## Stated goal
Count how many lines in the listing below contain the word "dough". Reply with only that number.

## Listing
- - -

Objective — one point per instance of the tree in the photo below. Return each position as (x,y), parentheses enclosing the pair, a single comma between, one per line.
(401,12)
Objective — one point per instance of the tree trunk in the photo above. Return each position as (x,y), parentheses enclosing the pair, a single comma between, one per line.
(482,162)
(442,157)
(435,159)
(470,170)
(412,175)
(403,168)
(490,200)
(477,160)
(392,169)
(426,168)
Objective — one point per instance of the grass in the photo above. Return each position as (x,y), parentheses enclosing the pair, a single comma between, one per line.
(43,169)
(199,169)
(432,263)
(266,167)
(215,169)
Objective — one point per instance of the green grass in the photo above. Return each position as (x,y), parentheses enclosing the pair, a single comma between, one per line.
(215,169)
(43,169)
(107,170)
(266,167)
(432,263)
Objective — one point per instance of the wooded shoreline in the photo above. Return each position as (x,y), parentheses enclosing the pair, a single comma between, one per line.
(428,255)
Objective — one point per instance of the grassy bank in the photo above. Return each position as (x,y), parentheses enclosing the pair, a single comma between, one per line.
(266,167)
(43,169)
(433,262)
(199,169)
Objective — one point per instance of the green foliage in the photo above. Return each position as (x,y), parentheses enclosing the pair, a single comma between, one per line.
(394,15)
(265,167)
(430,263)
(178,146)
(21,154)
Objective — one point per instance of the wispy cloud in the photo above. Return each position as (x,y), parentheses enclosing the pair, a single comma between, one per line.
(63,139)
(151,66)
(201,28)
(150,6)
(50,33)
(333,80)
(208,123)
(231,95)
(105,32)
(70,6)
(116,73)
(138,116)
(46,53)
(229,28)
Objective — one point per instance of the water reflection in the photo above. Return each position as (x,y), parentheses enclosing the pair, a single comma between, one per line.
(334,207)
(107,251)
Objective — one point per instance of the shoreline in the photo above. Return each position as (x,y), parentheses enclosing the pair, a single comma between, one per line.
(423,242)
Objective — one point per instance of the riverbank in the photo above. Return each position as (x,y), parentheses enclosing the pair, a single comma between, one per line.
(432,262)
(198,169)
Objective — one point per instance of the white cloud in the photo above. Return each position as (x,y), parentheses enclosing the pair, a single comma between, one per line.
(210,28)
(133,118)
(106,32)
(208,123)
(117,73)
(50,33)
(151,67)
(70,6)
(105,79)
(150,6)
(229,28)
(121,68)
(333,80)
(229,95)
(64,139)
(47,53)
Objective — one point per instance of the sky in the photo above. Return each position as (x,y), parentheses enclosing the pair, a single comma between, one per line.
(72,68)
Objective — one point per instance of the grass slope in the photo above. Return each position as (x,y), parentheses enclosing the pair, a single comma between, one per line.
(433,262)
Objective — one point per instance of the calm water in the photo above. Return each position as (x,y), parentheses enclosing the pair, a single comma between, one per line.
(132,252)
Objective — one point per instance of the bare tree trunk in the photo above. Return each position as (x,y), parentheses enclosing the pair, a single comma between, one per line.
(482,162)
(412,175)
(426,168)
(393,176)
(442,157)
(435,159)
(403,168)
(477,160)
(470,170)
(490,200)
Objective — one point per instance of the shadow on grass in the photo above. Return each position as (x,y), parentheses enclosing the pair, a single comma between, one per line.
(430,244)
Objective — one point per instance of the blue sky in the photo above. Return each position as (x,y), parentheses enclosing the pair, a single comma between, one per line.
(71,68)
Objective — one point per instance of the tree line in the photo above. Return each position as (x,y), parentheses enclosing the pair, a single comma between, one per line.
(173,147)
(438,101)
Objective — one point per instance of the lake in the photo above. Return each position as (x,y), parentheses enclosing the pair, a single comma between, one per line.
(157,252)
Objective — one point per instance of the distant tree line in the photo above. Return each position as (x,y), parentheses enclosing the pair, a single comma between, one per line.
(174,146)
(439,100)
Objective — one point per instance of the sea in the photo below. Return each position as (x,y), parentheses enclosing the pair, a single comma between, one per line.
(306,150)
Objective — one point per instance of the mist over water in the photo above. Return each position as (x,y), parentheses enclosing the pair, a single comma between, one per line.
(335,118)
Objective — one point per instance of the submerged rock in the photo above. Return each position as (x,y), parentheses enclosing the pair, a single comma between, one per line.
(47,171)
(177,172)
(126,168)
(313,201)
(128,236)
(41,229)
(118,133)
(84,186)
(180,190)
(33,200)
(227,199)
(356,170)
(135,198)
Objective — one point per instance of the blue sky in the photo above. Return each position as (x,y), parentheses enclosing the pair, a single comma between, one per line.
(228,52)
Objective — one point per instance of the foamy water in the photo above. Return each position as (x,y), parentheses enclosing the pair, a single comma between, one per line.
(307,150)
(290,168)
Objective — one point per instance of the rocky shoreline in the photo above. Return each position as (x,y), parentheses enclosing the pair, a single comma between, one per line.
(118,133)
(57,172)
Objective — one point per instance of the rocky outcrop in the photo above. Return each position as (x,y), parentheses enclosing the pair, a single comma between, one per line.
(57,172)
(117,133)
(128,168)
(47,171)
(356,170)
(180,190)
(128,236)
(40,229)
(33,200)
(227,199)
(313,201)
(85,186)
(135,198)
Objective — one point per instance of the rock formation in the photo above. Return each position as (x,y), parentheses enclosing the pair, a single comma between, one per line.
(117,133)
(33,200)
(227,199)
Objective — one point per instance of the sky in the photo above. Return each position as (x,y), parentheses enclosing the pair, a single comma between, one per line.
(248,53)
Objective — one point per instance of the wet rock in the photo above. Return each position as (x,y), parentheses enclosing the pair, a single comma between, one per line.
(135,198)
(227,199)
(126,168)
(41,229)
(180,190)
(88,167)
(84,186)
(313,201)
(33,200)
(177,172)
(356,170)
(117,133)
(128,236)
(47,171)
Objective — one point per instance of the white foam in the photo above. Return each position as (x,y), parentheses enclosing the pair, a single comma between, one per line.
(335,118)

- - -

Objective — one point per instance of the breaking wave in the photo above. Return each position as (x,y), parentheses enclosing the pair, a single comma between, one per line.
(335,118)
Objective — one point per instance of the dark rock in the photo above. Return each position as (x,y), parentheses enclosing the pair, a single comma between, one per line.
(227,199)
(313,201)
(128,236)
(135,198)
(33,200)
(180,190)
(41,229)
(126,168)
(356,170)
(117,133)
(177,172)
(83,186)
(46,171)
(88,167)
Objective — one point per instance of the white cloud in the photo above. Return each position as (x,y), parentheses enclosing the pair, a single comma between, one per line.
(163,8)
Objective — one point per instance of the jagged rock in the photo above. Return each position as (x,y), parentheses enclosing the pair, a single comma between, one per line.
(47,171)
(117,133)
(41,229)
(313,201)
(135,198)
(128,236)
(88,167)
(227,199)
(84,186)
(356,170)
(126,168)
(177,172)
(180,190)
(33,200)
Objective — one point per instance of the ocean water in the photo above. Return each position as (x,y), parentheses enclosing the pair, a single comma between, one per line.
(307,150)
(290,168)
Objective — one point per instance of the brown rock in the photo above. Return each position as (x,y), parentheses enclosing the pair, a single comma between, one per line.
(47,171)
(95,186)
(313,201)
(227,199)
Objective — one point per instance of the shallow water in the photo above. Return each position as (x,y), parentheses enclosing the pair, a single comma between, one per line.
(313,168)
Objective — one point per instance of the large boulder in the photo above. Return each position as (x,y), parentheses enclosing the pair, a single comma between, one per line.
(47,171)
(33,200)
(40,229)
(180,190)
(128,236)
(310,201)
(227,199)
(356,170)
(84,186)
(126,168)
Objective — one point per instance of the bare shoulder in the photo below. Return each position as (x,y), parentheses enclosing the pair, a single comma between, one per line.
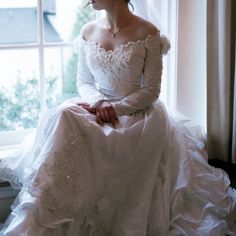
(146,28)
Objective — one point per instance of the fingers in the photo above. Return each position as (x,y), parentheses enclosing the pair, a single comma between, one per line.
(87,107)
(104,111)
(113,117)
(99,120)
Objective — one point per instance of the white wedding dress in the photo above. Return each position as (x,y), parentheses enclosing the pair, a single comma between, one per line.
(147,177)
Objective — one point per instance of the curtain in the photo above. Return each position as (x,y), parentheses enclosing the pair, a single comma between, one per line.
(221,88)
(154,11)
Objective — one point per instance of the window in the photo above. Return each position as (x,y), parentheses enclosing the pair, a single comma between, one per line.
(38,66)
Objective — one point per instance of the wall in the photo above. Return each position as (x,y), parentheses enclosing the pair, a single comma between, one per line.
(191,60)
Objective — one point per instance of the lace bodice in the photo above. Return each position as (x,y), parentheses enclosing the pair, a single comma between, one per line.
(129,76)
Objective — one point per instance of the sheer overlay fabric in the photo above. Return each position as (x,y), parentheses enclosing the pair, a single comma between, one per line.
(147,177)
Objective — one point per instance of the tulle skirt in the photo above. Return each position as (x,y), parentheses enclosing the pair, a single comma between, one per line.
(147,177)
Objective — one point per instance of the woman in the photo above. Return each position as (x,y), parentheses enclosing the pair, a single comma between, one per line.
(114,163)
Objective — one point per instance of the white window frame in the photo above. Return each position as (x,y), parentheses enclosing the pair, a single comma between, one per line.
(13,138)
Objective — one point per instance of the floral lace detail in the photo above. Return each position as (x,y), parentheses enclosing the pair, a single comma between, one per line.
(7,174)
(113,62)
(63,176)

- - -

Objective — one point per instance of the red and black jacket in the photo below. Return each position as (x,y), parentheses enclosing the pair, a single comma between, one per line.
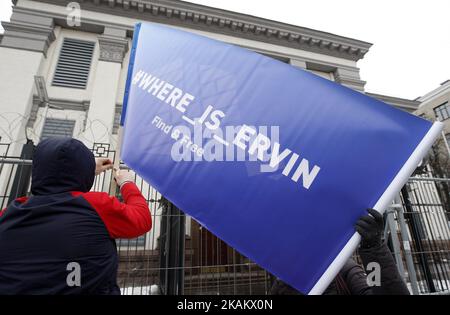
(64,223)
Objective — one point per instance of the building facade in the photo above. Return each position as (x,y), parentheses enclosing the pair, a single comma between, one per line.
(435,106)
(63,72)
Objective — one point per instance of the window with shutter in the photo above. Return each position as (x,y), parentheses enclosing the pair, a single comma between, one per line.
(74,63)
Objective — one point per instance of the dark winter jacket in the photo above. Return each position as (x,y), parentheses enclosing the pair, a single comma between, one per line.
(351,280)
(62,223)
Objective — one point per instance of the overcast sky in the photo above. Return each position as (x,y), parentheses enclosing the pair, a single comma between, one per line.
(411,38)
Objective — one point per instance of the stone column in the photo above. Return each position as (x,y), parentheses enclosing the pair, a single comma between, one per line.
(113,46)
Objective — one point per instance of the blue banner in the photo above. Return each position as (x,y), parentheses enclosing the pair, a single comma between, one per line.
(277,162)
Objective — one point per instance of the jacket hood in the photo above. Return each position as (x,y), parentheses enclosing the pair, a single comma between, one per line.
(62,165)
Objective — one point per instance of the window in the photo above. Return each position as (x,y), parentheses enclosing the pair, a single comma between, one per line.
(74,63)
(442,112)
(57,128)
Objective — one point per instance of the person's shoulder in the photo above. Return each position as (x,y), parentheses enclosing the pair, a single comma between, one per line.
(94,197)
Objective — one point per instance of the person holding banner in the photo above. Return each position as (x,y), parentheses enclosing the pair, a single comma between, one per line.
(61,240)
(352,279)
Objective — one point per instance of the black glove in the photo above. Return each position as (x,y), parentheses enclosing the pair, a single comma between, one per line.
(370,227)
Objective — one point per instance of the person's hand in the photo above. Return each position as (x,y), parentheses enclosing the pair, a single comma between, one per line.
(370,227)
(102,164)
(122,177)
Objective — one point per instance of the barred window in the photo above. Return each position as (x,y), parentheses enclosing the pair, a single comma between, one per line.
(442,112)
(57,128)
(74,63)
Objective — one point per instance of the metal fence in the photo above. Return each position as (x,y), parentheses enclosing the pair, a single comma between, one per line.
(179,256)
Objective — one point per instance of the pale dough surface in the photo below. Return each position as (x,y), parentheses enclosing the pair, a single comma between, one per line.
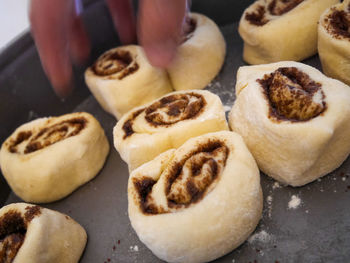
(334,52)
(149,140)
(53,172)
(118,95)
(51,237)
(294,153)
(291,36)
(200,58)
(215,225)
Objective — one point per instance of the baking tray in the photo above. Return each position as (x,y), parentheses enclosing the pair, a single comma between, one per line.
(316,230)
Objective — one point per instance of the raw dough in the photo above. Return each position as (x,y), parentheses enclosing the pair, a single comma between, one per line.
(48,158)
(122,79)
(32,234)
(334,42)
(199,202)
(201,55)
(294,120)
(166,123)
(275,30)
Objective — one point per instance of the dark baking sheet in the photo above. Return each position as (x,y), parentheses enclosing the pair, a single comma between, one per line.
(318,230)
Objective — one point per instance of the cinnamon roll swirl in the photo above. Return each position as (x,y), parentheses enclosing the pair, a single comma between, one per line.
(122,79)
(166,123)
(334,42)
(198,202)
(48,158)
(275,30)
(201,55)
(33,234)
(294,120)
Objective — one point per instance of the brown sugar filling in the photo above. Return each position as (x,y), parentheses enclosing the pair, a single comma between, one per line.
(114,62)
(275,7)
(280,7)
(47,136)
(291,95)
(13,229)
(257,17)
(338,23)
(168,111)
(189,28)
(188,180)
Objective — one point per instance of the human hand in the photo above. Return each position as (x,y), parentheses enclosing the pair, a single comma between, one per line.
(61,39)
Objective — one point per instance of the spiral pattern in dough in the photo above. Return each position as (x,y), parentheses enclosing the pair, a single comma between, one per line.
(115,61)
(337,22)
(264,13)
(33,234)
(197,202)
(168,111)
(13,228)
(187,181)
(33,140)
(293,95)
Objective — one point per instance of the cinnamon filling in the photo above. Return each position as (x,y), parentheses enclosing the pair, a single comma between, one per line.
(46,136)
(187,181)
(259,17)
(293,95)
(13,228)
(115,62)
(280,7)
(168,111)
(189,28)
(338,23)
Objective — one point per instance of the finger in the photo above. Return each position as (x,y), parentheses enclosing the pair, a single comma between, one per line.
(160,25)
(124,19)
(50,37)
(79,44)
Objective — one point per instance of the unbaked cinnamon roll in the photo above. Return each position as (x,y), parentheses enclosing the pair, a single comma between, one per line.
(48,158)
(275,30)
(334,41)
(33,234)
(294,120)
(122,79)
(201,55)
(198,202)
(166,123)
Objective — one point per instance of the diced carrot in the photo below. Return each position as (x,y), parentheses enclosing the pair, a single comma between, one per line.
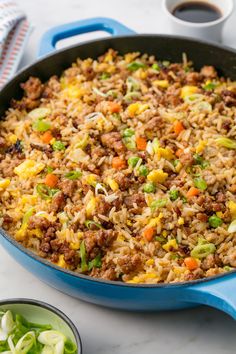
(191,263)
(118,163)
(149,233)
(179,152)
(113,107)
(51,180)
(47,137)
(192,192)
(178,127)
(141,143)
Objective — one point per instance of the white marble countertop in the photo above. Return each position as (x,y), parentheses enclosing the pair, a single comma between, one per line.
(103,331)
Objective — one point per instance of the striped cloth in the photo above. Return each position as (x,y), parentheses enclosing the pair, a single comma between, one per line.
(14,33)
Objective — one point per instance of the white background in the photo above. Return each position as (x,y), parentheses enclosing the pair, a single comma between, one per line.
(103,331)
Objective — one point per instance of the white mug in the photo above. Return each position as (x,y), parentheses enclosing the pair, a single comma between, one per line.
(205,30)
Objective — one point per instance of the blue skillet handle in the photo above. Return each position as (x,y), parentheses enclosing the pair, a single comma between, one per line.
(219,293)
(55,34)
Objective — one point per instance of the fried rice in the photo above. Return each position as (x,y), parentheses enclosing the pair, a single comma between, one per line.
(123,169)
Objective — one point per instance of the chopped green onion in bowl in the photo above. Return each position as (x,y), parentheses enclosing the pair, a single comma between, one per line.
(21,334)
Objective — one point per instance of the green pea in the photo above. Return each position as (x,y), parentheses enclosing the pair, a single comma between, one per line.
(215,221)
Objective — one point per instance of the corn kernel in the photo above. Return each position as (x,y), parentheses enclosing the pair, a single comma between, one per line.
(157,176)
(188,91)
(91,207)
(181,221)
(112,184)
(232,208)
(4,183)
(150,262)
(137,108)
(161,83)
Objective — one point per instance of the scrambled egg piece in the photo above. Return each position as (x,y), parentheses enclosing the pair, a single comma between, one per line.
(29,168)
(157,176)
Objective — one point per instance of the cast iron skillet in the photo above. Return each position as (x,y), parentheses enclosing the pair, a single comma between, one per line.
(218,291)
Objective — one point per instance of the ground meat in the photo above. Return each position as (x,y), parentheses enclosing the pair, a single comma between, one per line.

- - -

## Exercise result
3